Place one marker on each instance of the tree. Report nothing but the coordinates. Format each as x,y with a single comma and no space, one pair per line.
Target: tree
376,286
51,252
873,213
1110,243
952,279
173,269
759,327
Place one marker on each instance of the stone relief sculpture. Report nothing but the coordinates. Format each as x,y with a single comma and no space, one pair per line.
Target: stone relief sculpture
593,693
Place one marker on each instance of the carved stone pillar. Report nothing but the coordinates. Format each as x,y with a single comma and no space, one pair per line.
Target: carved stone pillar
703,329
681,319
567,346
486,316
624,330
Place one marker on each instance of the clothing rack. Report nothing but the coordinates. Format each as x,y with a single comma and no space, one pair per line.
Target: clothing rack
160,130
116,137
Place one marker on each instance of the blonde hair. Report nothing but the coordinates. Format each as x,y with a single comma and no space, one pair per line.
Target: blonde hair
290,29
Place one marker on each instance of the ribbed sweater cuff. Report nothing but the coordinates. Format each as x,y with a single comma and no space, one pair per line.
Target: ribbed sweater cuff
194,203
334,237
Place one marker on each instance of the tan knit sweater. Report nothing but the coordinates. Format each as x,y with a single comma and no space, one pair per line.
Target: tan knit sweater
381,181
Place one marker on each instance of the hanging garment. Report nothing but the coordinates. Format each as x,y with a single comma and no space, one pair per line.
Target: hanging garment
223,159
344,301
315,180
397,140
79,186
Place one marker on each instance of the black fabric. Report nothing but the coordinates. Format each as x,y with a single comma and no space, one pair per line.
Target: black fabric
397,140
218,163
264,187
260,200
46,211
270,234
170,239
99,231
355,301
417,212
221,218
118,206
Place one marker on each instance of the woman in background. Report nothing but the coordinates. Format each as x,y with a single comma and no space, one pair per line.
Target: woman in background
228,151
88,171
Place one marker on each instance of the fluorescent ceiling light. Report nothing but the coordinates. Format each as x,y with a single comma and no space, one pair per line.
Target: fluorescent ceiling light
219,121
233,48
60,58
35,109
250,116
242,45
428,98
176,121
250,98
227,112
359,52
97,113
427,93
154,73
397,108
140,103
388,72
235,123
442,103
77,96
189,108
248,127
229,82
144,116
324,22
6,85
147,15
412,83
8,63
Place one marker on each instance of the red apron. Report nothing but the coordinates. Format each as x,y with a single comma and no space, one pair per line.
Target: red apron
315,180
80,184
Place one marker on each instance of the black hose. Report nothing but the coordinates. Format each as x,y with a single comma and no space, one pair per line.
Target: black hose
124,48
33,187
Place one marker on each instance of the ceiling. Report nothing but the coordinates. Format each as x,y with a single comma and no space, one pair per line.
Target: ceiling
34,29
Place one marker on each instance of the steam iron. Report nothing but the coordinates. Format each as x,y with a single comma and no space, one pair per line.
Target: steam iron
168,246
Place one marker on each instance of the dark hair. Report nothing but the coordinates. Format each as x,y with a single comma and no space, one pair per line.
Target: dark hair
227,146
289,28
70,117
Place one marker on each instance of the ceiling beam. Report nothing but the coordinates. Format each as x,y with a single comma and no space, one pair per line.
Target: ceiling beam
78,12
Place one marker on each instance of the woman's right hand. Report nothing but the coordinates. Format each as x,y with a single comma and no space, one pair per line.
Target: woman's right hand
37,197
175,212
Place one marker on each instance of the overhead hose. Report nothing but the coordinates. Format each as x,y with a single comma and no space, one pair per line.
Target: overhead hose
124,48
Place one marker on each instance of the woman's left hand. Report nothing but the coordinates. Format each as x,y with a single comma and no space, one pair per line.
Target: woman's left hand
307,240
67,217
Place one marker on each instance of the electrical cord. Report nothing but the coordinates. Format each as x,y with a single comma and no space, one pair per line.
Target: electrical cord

....

Objective. Reproduce the entire listing above word for word, from its first line to its last.

Task answer.
Place one marker on each instance of the tree. Report nothing but the coordinates. Format each as x,y with a single comma and no space, one pair per line.
Target: tree
376,286
51,252
873,213
1110,243
952,279
173,269
759,327
Place one marker on each instance of the stone relief sculpture. Report nothing but the coordinates. Format each as x,y with a single comma and no space, one pair per line.
Target: stone relief sculpture
593,693
Place one marker on each instance of the carved stone pillar. Report nothing but the coordinates. Format each as x,y with a single comma and no space, one pair per line.
Target: carved stone pillar
703,329
681,319
567,346
486,316
624,330
Place one marker on each instance of the clothing rack. Report nothing but the coordinates. Format each as x,y with a single comma and no space, one pair per line.
Target: clothing rack
160,130
116,137
Place one marker on each instance of the blonde hair. Report nothing but the coordinates. Format each as x,y with a single comma and no space, one pair per line.
Target: blonde hair
290,29
Place one marker on each instance of the ribbed sweater cuff. Report nothing but the coordinates. Format each as x,y with a single comma and no space, one pair per line.
Target: ribbed sweater cuff
194,203
334,237
Place one marker on each instance of the tan knit sweater. Report nothing but the coordinates. Format each as x,y with a single comma and no space, one pair per line.
Target: tan knit sweater
381,181
Place one marker on each instance of the hanging garment. Report nothing but the coordinates. Format each as x,y with a single comma and no space, one pair per line.
Target: hanging garment
223,159
344,301
315,180
397,140
79,186
Place one marker on each instance of the black fabric. Report nothing but the coordinates. Format each as x,y with a single comma and no space, one pair per line.
Target: black fabric
397,140
218,163
264,187
260,200
46,211
270,234
170,239
99,231
355,301
417,212
221,218
118,206
Place one marker on each instance of the woman in background. Report nothing but the coordinates. Format each as x,y with a single comma and no space, one pair per line.
Target: woman in background
228,151
88,171
Place one marker on each instance of the fluorescent ceiling light. Report nothing but the coordinates. Format each as x,y with a single comma and no space, one pair per line.
Target: fluorescent ceiling light
219,121
233,48
60,58
35,109
250,116
242,45
428,98
176,121
250,98
227,112
359,52
97,113
427,93
154,73
397,108
140,103
388,72
235,123
442,103
77,96
189,108
248,127
229,82
144,116
324,22
6,85
147,15
412,83
8,63
Place one marker on each instance of the red apron. Report nothing but the coordinates. Format each as x,y with a single comma and no space, one pair per line.
Target: red apron
315,180
80,184
Place one marker on each instance of the black hose. Report nothing but the coordinates. Format each as x,y with a single comma and no space, one pair per line.
Target: black hose
124,48
33,187
Place one marker on each instance of the ceiling. Report nothing but the coordinates. Format each as x,y with a single comma and no space, one pair per line.
Target: ceiling
34,29
Place one marker on each instance of the steam iron. Report nothing but the coordinates. Format each as x,y with a single comma and no space, one pair per line.
Target: steam iron
168,246
Place one marker on each instance of the dark hair. Report nothing but the coordinates. Format each as x,y with a single comma and no space, one pair per line.
Target: dark hair
227,146
289,28
70,117
Place one marker on each instance of the ceiling beam. Report nothing but the coordinates. Format each as x,y with a single comma and no space, one pair per line.
Target: ceiling beam
78,12
Place one marker on each instance of the woman's right hand. Report nothing but the coordinates. Format each as x,y with a single comma and no space, one pair per line.
Target: woman's right hand
37,197
175,212
Place one marker on each instance of the overhead hose. Report nothing but the coordinates. Format each as x,y with a single comma and no space, one pair per line.
Target: overhead hose
124,48
Place one marker on each instance of the woman's left hand. Report nothing but the coordinates. Format each as x,y with a single comma and no space, one pair per line.
Target: woman's left hand
307,240
67,217
Place one marker on each instance of the electrical cord. Report nothing but the coordinates. Format each as x,y with a single comma and no space, one pair per line.
Target: electrical cord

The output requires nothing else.